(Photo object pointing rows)
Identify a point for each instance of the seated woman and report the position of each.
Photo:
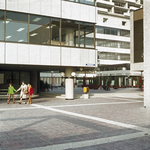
(11, 91)
(30, 93)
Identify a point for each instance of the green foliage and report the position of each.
(116, 81)
(123, 81)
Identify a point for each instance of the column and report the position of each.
(146, 24)
(35, 81)
(69, 87)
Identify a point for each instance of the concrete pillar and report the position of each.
(68, 72)
(146, 23)
(69, 88)
(70, 37)
(35, 81)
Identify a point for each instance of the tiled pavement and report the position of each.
(96, 124)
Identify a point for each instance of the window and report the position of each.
(112, 43)
(86, 35)
(1, 25)
(105, 20)
(39, 30)
(16, 27)
(70, 32)
(55, 32)
(123, 23)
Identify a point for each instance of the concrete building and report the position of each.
(113, 36)
(140, 46)
(45, 35)
(112, 40)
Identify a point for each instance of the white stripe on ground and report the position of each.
(94, 118)
(91, 142)
(3, 109)
(93, 104)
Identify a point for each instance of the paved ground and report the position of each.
(105, 123)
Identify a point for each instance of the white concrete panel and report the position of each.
(12, 4)
(113, 50)
(113, 62)
(54, 55)
(2, 55)
(56, 8)
(2, 4)
(45, 55)
(46, 7)
(91, 57)
(66, 56)
(75, 57)
(78, 11)
(113, 21)
(11, 53)
(23, 54)
(23, 6)
(84, 57)
(35, 6)
(112, 37)
(34, 54)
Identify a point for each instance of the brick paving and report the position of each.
(93, 124)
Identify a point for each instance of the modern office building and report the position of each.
(113, 36)
(112, 40)
(140, 46)
(45, 35)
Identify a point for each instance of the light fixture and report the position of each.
(20, 40)
(7, 37)
(20, 29)
(37, 19)
(34, 34)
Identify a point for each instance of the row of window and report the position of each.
(113, 56)
(35, 29)
(113, 44)
(112, 31)
(88, 2)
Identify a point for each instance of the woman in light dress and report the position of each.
(23, 89)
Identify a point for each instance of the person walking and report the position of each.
(23, 92)
(10, 93)
(108, 85)
(30, 93)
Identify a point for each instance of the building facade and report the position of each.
(45, 35)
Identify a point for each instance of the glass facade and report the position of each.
(112, 31)
(35, 29)
(1, 25)
(88, 2)
(113, 56)
(113, 44)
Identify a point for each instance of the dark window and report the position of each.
(55, 32)
(16, 16)
(39, 32)
(70, 32)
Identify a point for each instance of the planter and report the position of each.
(116, 87)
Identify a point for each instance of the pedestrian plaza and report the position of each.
(102, 123)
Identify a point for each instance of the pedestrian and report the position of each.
(108, 85)
(10, 93)
(30, 93)
(23, 92)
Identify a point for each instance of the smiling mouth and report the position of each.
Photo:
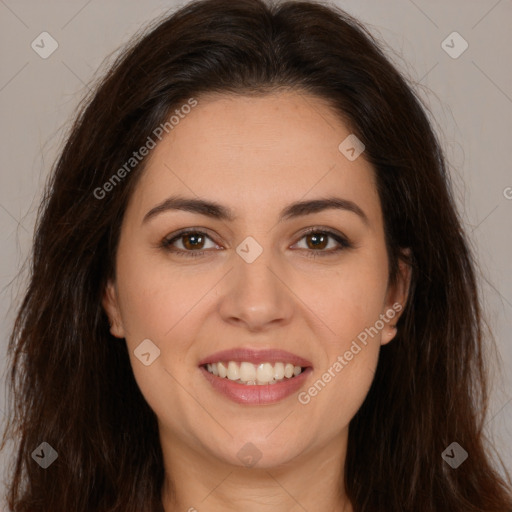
(252, 374)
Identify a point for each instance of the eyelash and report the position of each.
(342, 241)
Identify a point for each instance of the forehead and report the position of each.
(258, 151)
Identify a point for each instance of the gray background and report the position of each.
(470, 98)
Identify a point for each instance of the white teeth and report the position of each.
(233, 371)
(223, 371)
(264, 373)
(279, 371)
(250, 374)
(247, 372)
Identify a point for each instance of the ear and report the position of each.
(396, 298)
(111, 306)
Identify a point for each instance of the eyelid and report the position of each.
(342, 241)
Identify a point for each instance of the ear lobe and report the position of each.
(111, 306)
(397, 297)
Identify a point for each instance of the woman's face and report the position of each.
(255, 280)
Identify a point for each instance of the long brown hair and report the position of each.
(71, 381)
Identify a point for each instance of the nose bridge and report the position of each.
(255, 293)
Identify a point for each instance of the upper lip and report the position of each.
(255, 356)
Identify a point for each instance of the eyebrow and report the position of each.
(217, 211)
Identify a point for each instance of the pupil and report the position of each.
(316, 239)
(192, 245)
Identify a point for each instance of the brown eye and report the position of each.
(192, 243)
(317, 240)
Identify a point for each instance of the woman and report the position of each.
(251, 288)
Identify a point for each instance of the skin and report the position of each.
(254, 155)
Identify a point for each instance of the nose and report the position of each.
(256, 294)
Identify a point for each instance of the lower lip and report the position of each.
(256, 394)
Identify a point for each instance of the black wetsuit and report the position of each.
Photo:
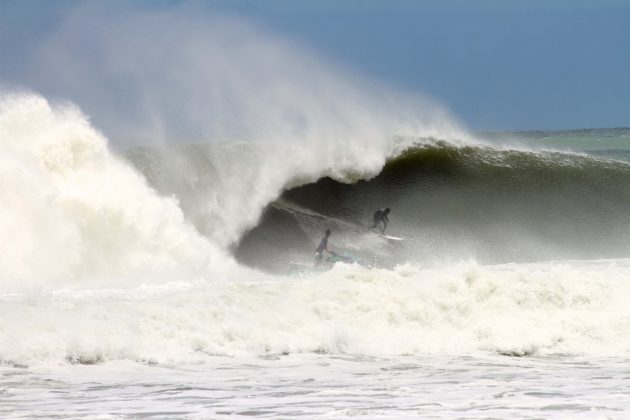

## Request
Quote the rows word for word, beginning at the line that contains "Identify a point for each instance of the eyebrow" and continuing through the last line of the rows. Leave the pictures out of your answer.

## Full output
Identify a point for each instance of the eyebrow and report the position of each.
(217, 211)
Identify a point for each instance of the pupil and report the position of each.
(316, 239)
(192, 245)
Identify a point for each instance of the brown eye and report the position of each.
(192, 243)
(317, 240)
Identify a point for each instance of the woman and report the position of each.
(251, 288)
Identify a point for each instance of the skin and report the position of each.
(254, 155)
Identify a point for each instance of the nose and report the position of each.
(256, 294)
Identify a point for each instance of the lower lip and report the position of each.
(256, 394)
Identify a point for each instance of the black wetsuit and report the position of each.
Photo:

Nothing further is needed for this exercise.